Reproduce the material below word for word, beginning at the line that contains "Mark every instance of deck support" and stopping after the line that contains "198;233;247;271". Include both of those lines and nothing outside them.
──────── Task inputs
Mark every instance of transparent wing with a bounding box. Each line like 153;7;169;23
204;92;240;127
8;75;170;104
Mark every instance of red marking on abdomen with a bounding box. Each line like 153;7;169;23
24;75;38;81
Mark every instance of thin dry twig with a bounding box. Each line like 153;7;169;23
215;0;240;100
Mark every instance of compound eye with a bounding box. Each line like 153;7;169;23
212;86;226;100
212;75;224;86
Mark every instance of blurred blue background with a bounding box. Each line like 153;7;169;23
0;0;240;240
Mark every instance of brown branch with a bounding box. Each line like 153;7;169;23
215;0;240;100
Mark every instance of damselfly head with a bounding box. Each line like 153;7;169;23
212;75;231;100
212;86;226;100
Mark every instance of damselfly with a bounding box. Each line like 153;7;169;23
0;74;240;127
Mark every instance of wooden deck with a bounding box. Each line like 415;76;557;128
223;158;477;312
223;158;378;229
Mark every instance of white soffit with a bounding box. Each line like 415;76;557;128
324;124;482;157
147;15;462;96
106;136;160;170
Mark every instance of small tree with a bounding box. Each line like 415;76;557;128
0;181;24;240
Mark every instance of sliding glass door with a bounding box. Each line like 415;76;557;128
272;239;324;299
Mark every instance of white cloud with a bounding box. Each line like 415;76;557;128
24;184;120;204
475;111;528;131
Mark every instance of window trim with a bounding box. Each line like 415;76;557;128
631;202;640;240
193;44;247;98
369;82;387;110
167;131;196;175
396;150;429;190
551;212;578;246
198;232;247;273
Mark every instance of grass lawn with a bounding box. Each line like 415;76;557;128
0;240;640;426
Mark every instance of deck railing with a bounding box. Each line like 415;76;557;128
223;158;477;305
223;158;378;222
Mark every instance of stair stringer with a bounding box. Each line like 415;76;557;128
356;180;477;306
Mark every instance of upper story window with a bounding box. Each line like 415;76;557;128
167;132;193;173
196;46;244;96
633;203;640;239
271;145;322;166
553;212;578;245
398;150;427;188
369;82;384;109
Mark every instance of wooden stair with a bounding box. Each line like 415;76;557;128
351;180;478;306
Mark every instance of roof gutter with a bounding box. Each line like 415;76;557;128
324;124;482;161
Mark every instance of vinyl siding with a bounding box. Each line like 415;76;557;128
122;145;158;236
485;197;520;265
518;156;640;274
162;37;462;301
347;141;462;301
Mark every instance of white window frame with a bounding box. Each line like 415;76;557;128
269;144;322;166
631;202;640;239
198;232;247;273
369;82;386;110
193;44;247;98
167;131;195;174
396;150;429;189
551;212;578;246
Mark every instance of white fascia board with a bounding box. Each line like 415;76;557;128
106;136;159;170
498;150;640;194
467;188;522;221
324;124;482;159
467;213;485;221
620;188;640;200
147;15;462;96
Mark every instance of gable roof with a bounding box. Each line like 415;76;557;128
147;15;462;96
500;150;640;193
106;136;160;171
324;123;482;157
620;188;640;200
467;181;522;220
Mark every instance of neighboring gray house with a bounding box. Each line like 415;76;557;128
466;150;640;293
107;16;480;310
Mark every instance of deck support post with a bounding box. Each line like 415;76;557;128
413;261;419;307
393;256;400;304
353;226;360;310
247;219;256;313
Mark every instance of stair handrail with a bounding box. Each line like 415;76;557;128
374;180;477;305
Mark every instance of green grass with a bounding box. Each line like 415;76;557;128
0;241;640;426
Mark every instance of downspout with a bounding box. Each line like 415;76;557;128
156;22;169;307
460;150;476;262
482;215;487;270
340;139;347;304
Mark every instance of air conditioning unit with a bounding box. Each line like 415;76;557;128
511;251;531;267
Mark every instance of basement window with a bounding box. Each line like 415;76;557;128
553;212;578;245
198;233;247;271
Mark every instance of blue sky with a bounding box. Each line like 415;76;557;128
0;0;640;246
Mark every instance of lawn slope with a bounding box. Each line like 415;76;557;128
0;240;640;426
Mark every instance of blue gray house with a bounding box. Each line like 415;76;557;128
────────────────
Task solution
Mark every instance of deck support post with a bounding box. Each line like 415;76;557;128
413;261;419;307
393;256;400;304
353;226;360;310
247;219;256;313
Mark every instance of stair handrail with a bounding box. Each line like 415;76;557;128
374;180;477;305
Mark every instance of green grass with a bounding box. Each line like 415;76;557;128
0;241;640;426
Mark every instance of downspout with a bounding box. Each line like 415;76;557;128
156;22;169;307
460;150;476;262
482;215;487;270
340;139;347;304
Mark every instance of air conditioning unit with a bounding box. Each line like 415;76;557;128
511;251;531;267
Mark every instance of basement window with a bounding box. Each line like 415;76;557;128
553;212;578;245
198;233;247;271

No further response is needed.